## Instructions to follow
Can you rewrite the rows that begin at the line containing "Each instance of the race" and run through the end of the rows, giving every line again (requests included) but with each answer's pin coordinates multiplied by 1.35 and rounded to whole numbers, halves up? Leave the requests and their sample points unchanged, and give only those lines.

(Excerpt from a dataset)

==========

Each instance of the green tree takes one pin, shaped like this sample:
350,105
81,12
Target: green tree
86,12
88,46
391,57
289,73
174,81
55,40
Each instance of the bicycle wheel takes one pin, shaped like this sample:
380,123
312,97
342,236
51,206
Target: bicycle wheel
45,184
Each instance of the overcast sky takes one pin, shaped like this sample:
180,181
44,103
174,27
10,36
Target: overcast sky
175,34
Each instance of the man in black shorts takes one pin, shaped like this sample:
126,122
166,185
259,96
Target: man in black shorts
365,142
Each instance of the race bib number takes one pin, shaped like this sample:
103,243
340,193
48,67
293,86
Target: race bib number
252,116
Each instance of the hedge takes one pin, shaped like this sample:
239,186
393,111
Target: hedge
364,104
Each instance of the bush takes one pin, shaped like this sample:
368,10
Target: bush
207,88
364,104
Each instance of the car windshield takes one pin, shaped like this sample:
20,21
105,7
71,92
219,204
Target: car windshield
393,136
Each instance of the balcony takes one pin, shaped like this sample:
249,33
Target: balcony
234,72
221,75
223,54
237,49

==========

## Solution to this problem
Each instance of the race bib number takes one pin, shaped like this sample:
103,243
340,193
48,67
293,86
Target: race bib number
340,157
Each instance of the hedge takes one pin, shaped like this sample:
239,186
393,111
Target: hedge
491,140
Each instance of the bush takes one pin, shaped like this sample:
368,10
Target: bush
279,119
491,140
Each instance of the car windshield takes one pin, shaped like this sample:
20,21
105,7
71,92
219,204
Target: car windshield
531,184
Each instance of the balcony takes one pin, shaped like this sample:
249,33
Target: balcony
316,97
298,101
301,73
320,66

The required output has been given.